### THE PROBLEM
Could you rescale the point coordinates in the material, covering only everything from the line containing "Reviewer note: confirm that every instance of the squirrel's leg" down to the line containing "<point>412,262</point>", both ends included? Write out each of those lines again, requests unchanged, with every coordinate in the answers multiplied by 1.85 and rounded to a whole number, halves rounded up.
--- START ---
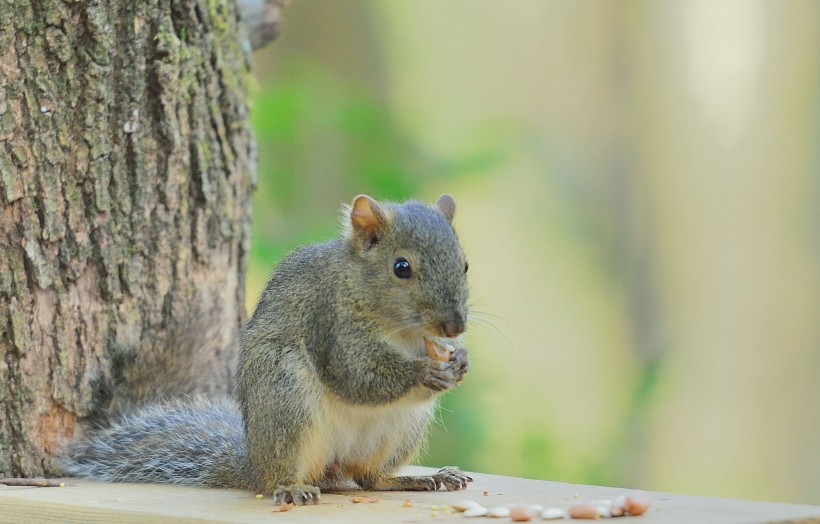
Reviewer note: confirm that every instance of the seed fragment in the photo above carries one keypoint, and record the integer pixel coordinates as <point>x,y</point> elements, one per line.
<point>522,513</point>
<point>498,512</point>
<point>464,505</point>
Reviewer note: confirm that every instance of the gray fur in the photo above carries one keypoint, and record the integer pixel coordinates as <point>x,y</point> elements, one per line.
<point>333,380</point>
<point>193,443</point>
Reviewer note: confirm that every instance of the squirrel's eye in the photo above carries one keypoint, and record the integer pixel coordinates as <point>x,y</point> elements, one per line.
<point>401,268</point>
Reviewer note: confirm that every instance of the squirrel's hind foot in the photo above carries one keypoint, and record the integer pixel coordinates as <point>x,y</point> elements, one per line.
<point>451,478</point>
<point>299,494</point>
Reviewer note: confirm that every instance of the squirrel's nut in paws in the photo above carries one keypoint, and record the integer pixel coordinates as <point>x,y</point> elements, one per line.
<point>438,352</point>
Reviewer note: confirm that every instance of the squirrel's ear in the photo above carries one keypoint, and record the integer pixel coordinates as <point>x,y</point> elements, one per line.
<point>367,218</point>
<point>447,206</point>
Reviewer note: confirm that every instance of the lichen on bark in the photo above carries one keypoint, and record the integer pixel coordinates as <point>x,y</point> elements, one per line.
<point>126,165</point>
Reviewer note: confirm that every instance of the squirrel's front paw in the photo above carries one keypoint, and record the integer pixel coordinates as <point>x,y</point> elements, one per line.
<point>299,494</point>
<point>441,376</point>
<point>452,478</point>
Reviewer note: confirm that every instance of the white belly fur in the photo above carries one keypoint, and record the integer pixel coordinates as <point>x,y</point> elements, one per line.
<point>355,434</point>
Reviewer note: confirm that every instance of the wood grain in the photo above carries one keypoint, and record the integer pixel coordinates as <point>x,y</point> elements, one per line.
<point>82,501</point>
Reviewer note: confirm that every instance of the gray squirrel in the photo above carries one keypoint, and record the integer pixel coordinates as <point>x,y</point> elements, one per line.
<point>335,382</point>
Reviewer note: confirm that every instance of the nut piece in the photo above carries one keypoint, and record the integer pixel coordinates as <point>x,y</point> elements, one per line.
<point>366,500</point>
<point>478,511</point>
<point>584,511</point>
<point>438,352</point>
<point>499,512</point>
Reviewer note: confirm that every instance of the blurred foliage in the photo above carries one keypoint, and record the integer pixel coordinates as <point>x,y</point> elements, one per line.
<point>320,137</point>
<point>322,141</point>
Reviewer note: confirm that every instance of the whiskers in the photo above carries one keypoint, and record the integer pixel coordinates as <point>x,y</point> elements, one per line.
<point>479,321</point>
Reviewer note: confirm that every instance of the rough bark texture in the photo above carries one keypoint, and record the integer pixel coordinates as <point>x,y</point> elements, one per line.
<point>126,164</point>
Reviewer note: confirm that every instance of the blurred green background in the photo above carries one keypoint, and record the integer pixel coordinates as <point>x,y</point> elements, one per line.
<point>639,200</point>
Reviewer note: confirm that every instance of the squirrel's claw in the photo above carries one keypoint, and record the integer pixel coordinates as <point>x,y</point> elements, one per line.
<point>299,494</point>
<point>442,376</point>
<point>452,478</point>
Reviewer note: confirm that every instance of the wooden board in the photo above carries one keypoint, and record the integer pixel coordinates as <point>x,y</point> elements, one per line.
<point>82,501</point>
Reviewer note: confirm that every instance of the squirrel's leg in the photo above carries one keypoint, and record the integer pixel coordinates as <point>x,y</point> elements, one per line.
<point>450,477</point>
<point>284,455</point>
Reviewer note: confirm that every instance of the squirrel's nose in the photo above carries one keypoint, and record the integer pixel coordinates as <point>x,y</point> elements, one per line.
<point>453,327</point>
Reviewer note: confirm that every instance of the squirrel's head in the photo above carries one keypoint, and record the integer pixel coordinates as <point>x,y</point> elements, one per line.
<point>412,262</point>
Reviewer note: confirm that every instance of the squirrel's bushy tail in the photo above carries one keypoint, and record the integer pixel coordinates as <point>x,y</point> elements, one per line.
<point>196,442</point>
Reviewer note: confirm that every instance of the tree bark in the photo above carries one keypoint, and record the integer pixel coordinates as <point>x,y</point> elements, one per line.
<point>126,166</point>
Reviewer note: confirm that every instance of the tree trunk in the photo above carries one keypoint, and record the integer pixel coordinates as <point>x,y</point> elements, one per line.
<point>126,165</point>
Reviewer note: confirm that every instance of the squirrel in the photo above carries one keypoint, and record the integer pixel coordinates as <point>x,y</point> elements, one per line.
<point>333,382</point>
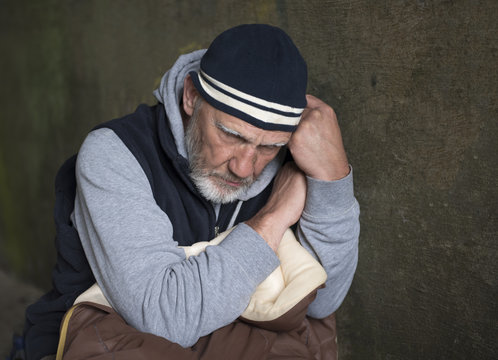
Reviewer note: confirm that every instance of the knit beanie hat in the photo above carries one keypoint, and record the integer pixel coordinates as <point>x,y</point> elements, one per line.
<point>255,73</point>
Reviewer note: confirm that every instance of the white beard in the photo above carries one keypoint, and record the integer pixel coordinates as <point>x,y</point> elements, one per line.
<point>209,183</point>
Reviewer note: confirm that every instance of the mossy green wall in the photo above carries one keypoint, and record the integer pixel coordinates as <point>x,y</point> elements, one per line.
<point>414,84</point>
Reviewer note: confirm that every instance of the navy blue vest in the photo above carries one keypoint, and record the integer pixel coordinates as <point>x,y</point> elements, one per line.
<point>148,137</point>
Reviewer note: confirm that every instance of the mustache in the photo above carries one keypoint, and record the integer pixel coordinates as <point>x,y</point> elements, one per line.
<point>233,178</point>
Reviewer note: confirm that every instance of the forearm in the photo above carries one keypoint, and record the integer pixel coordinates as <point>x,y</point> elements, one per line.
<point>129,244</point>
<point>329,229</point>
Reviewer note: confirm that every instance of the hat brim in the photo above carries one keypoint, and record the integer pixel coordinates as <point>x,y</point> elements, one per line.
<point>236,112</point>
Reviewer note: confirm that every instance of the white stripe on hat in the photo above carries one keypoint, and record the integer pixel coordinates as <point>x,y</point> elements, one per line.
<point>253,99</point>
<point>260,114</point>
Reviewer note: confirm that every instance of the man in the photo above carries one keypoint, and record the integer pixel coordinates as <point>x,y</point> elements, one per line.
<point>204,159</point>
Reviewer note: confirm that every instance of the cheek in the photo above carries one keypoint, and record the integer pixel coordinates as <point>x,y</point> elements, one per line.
--- END ---
### WRITTEN RESPONSE
Reviewer note: confirm that every instance of the squirrel's leg in the photo above carries one keypoint, and record the integer pixel coordinates as <point>x,y</point> elements, one per line.
<point>833,882</point>
<point>525,842</point>
Reviewer note: confirm that every instance of the squirrel's nose in the photo above carries one keypoint, and record the integer pixel coordinates as <point>x,y</point> elements, one per line.
<point>838,605</point>
Reviewer note: confirm that every instance of the squirrel's head in the photo above carries one keypoint, and record the integer pixel coordinates as <point>x,y</point> elements, one per line.
<point>762,485</point>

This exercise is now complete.